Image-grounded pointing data
↓

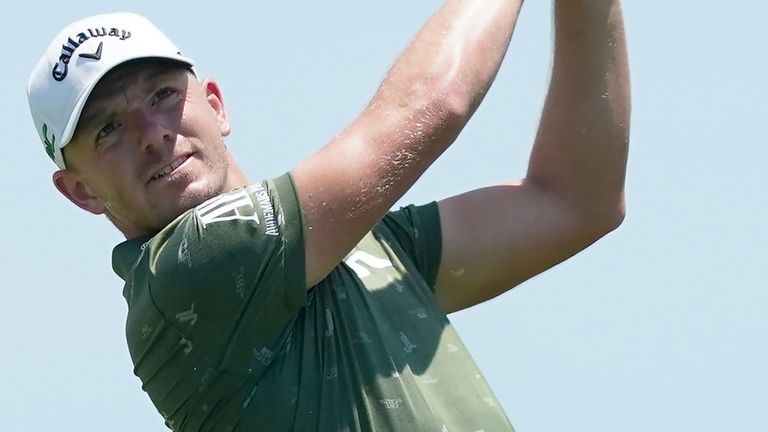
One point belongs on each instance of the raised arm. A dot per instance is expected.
(573, 192)
(422, 104)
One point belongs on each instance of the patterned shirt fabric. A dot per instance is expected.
(225, 336)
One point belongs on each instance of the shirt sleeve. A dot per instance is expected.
(230, 274)
(417, 230)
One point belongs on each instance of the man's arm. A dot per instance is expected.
(497, 237)
(423, 103)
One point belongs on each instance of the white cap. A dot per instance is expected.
(79, 56)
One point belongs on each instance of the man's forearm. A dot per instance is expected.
(581, 148)
(422, 104)
(457, 53)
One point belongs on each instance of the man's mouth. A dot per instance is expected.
(164, 171)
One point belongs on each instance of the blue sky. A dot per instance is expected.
(660, 326)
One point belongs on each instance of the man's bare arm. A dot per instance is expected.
(573, 192)
(422, 104)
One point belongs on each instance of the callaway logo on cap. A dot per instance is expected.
(79, 56)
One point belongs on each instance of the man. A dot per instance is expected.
(302, 302)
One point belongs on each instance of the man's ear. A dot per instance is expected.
(76, 190)
(213, 94)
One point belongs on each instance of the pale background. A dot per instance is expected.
(659, 327)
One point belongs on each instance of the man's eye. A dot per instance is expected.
(163, 93)
(106, 130)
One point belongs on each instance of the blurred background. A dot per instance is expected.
(658, 327)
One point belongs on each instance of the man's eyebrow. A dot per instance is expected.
(92, 110)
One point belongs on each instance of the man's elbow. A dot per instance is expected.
(607, 219)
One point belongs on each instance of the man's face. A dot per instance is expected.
(148, 146)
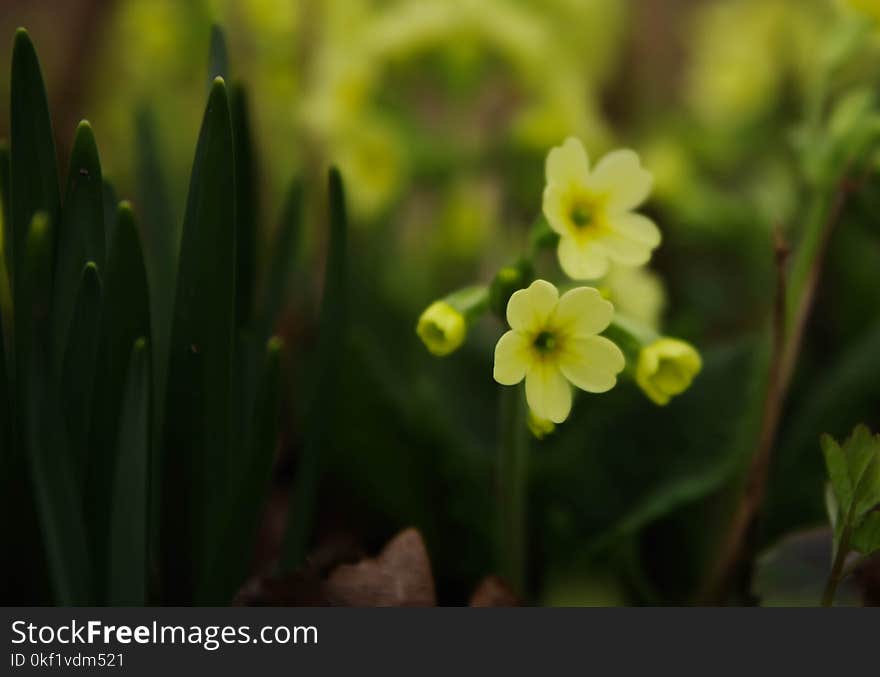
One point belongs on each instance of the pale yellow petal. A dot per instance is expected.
(511, 358)
(620, 176)
(623, 250)
(636, 227)
(581, 260)
(547, 392)
(555, 208)
(592, 363)
(582, 312)
(528, 309)
(567, 163)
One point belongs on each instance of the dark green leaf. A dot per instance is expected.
(81, 236)
(54, 488)
(866, 535)
(34, 175)
(5, 199)
(78, 370)
(218, 56)
(160, 236)
(794, 572)
(111, 203)
(251, 473)
(246, 204)
(127, 567)
(125, 318)
(282, 259)
(331, 340)
(197, 413)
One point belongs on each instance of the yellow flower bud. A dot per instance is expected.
(666, 368)
(442, 328)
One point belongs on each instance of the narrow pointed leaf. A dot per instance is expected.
(282, 259)
(251, 479)
(78, 371)
(34, 172)
(246, 205)
(5, 199)
(125, 318)
(53, 488)
(203, 326)
(330, 344)
(218, 56)
(128, 556)
(111, 203)
(81, 236)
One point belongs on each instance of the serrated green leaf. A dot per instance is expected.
(128, 537)
(81, 236)
(282, 259)
(246, 205)
(218, 56)
(838, 471)
(34, 177)
(125, 318)
(78, 369)
(204, 314)
(332, 329)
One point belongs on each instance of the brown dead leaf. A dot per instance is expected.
(493, 591)
(399, 576)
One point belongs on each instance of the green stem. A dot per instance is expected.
(836, 574)
(512, 487)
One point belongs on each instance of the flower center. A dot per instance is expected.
(581, 215)
(546, 342)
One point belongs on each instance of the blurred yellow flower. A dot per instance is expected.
(870, 8)
(666, 368)
(591, 209)
(442, 328)
(553, 343)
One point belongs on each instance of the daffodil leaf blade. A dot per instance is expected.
(33, 164)
(253, 470)
(79, 366)
(794, 571)
(282, 258)
(218, 56)
(81, 236)
(56, 495)
(246, 204)
(331, 339)
(129, 498)
(125, 318)
(197, 412)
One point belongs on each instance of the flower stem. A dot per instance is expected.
(837, 571)
(512, 487)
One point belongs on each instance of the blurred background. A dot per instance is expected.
(440, 114)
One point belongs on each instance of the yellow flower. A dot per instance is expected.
(591, 209)
(442, 328)
(666, 368)
(870, 8)
(553, 341)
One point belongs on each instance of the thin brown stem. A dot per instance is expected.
(787, 336)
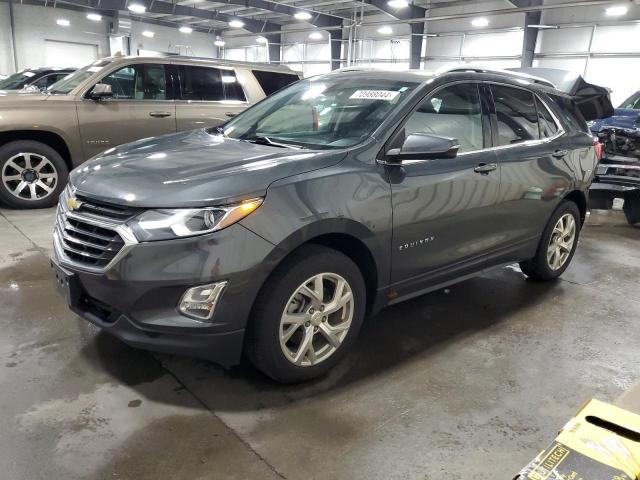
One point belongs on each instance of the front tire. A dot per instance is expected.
(307, 315)
(32, 174)
(557, 245)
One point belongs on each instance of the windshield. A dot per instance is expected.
(17, 81)
(70, 82)
(632, 102)
(320, 113)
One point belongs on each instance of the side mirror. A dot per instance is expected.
(422, 146)
(101, 91)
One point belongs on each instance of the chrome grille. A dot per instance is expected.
(106, 210)
(93, 235)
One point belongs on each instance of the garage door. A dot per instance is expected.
(69, 54)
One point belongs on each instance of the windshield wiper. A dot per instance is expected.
(263, 140)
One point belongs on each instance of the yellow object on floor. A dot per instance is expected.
(602, 442)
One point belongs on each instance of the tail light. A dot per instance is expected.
(598, 147)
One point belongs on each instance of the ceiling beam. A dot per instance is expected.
(530, 33)
(318, 19)
(167, 8)
(411, 11)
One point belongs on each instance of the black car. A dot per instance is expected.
(36, 79)
(618, 174)
(277, 233)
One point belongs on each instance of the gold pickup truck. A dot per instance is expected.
(114, 101)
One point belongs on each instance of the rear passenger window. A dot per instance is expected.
(516, 114)
(271, 82)
(138, 82)
(548, 127)
(453, 111)
(209, 84)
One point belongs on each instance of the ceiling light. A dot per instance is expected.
(398, 3)
(480, 22)
(616, 11)
(137, 8)
(302, 15)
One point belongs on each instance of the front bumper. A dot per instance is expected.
(136, 298)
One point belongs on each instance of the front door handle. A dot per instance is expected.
(485, 168)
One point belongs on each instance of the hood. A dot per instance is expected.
(191, 169)
(593, 101)
(18, 97)
(622, 118)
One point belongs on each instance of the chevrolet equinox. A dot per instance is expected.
(278, 232)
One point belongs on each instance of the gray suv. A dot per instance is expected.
(277, 233)
(114, 101)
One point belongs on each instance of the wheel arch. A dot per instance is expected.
(50, 139)
(580, 199)
(349, 237)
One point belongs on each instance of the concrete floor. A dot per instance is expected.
(468, 382)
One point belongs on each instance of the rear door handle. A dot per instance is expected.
(485, 168)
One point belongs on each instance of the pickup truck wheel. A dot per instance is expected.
(557, 245)
(631, 208)
(307, 315)
(32, 174)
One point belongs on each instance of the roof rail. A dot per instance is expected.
(506, 73)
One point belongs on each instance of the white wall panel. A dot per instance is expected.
(35, 25)
(564, 40)
(619, 74)
(493, 44)
(168, 39)
(574, 64)
(446, 46)
(63, 54)
(619, 38)
(6, 55)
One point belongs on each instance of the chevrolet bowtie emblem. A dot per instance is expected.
(73, 203)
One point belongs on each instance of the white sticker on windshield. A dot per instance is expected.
(386, 95)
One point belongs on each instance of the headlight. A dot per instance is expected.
(164, 224)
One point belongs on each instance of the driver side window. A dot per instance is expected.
(138, 82)
(454, 111)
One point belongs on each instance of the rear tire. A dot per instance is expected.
(297, 332)
(32, 174)
(557, 244)
(631, 208)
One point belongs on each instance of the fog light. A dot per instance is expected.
(200, 302)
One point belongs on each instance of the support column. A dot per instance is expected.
(417, 32)
(275, 42)
(335, 39)
(530, 38)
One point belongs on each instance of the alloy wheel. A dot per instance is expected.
(561, 242)
(29, 176)
(316, 319)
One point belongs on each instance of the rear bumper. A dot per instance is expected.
(604, 190)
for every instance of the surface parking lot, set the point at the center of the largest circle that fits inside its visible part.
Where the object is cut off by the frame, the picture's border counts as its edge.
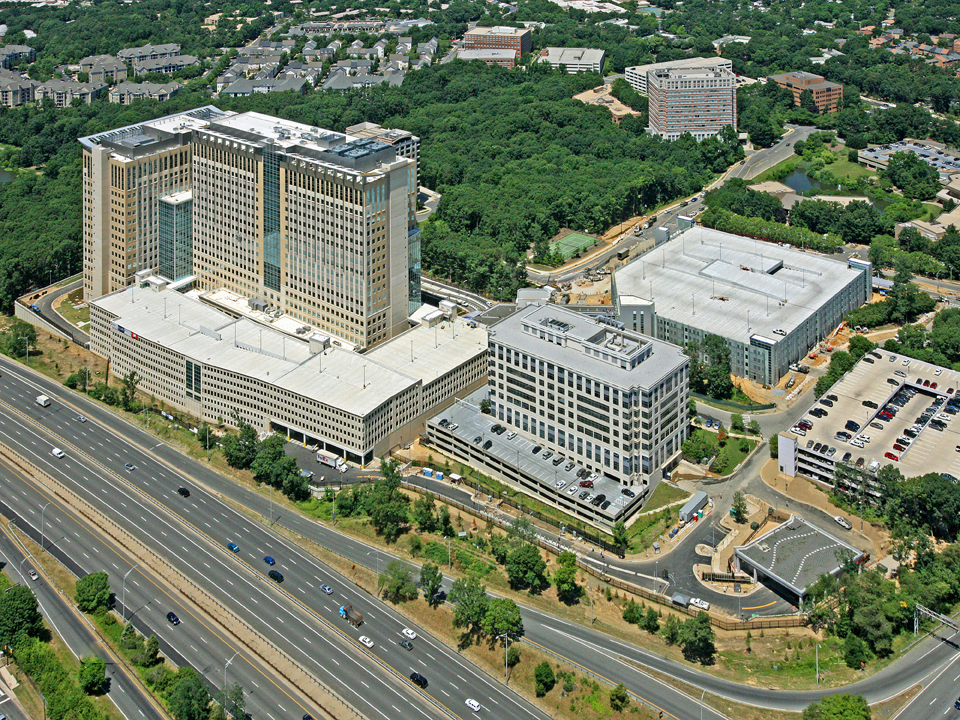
(879, 382)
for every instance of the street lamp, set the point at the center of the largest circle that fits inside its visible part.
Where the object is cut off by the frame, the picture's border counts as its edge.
(42, 525)
(123, 600)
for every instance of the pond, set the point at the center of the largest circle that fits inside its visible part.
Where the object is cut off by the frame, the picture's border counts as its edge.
(801, 183)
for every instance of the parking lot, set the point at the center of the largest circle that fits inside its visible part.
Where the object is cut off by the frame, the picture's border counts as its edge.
(890, 382)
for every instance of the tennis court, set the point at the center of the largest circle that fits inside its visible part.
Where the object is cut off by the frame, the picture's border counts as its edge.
(570, 244)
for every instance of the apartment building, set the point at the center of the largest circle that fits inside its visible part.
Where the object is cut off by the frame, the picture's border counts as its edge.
(498, 38)
(699, 101)
(826, 95)
(104, 69)
(193, 356)
(64, 92)
(637, 74)
(614, 401)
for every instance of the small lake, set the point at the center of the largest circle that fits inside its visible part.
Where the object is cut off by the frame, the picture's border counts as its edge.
(801, 183)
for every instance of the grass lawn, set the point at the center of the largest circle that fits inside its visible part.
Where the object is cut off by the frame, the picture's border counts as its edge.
(664, 495)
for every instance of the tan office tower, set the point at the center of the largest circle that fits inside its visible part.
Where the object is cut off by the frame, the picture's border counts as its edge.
(125, 174)
(307, 221)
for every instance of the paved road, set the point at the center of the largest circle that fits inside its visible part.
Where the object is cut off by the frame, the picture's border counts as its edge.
(73, 629)
(289, 620)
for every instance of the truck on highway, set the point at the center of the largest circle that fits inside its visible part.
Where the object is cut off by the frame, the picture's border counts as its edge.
(351, 616)
(334, 461)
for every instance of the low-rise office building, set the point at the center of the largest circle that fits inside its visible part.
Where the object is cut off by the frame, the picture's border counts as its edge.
(574, 59)
(212, 364)
(772, 304)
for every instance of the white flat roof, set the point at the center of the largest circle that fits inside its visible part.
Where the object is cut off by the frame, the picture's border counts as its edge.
(338, 377)
(731, 285)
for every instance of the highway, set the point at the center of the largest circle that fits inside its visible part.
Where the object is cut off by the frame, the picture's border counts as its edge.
(580, 644)
(75, 630)
(286, 621)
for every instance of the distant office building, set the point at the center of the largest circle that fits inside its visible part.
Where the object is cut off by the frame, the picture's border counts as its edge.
(573, 59)
(498, 38)
(772, 304)
(699, 101)
(826, 95)
(614, 401)
(175, 235)
(637, 74)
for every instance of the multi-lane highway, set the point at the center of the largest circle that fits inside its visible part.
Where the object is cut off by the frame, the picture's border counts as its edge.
(114, 442)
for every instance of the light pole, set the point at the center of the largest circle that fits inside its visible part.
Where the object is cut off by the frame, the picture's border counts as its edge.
(123, 601)
(225, 666)
(42, 525)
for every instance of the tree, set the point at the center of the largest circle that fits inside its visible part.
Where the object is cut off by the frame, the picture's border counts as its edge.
(621, 538)
(739, 508)
(396, 583)
(697, 639)
(544, 678)
(93, 592)
(424, 513)
(565, 578)
(526, 569)
(91, 675)
(502, 616)
(431, 579)
(839, 707)
(189, 697)
(619, 698)
(469, 598)
(19, 616)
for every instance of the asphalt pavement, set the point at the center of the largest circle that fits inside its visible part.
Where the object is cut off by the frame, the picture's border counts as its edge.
(124, 442)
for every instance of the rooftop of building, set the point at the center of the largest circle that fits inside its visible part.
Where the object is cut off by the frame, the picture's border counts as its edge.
(595, 349)
(731, 285)
(339, 377)
(797, 553)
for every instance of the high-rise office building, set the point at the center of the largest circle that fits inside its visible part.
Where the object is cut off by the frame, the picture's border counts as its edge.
(313, 223)
(699, 101)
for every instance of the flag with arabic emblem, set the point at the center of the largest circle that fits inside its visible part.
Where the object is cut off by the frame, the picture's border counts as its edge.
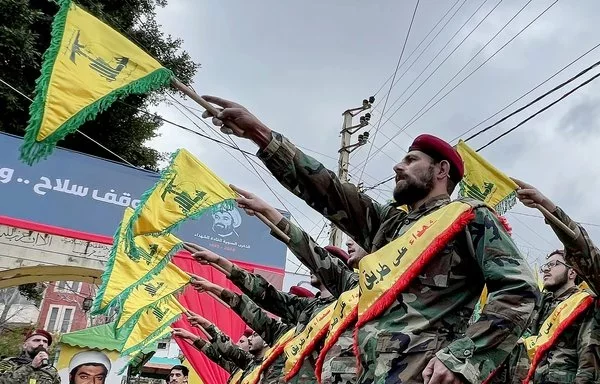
(149, 323)
(169, 282)
(86, 68)
(483, 181)
(125, 270)
(187, 189)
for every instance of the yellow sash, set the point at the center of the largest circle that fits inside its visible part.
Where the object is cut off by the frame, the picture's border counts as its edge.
(235, 378)
(273, 353)
(560, 319)
(304, 343)
(386, 273)
(344, 314)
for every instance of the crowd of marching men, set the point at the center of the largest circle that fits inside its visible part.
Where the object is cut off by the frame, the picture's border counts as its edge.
(402, 305)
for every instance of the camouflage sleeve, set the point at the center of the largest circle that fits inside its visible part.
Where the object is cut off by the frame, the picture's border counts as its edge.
(285, 305)
(18, 375)
(581, 253)
(512, 296)
(353, 212)
(257, 319)
(227, 349)
(332, 272)
(588, 349)
(213, 354)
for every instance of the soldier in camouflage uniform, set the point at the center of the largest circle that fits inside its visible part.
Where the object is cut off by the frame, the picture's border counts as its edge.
(270, 329)
(221, 349)
(424, 335)
(574, 357)
(210, 349)
(31, 366)
(339, 365)
(291, 308)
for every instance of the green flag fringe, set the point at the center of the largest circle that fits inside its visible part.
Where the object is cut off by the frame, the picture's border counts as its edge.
(128, 325)
(32, 151)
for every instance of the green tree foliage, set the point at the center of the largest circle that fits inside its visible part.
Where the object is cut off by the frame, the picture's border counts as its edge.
(24, 37)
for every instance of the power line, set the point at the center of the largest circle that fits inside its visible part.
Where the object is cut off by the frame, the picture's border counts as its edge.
(392, 84)
(411, 122)
(540, 111)
(380, 149)
(421, 42)
(525, 94)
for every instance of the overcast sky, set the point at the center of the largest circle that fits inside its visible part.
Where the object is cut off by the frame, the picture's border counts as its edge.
(299, 65)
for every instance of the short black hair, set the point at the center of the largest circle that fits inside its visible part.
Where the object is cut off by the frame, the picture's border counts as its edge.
(181, 368)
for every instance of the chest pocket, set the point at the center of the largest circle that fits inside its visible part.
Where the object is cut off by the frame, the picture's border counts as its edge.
(438, 271)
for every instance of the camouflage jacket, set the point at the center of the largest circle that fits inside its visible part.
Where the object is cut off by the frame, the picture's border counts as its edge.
(18, 370)
(430, 319)
(269, 329)
(339, 365)
(291, 308)
(213, 354)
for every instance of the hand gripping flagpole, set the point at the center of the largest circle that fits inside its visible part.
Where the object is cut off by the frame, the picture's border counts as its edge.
(214, 111)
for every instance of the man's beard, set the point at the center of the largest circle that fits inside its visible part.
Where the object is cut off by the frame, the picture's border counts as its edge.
(412, 189)
(560, 282)
(33, 352)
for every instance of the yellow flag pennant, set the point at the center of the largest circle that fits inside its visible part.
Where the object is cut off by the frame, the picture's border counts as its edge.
(483, 181)
(186, 189)
(87, 67)
(170, 281)
(125, 270)
(152, 321)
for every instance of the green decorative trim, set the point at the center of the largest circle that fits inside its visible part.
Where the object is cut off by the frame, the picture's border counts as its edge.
(32, 150)
(152, 335)
(97, 307)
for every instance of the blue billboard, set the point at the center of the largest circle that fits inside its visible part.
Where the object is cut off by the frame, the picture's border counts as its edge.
(87, 194)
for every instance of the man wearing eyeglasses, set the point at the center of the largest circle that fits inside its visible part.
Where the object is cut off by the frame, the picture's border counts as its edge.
(562, 346)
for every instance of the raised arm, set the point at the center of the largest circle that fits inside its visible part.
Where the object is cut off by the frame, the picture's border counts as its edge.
(353, 212)
(512, 296)
(330, 270)
(581, 253)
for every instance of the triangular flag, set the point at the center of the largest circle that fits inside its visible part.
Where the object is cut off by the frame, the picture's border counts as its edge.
(126, 270)
(87, 67)
(170, 281)
(483, 181)
(186, 189)
(152, 321)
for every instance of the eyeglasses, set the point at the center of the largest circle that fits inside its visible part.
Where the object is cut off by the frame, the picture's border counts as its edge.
(551, 264)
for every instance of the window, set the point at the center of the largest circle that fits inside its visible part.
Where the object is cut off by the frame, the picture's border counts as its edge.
(60, 318)
(68, 286)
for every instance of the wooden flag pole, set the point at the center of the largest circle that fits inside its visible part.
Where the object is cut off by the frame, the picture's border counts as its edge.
(214, 111)
(556, 221)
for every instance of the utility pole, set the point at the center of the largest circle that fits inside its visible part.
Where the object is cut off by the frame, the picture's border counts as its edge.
(346, 149)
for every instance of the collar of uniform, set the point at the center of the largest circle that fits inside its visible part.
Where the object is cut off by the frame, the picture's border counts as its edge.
(429, 205)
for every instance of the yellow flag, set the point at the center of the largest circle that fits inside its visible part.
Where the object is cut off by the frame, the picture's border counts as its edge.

↑

Task instructions. Out of the records above, pick each line that contains the string "office".

Solution below.
for every instance of the tan office tower, set the point at the center of the largest circle that fits inside its visible part.
for every instance of the low-rise office building, set the point at the center of the largest circle that fits inside its visible part.
for every instance of the distant office building, set the point at the center of the largest circle that fits inside its visible part.
for every instance of the high-rise office building, set the point at the center of the largest circle that fits inside its visible part.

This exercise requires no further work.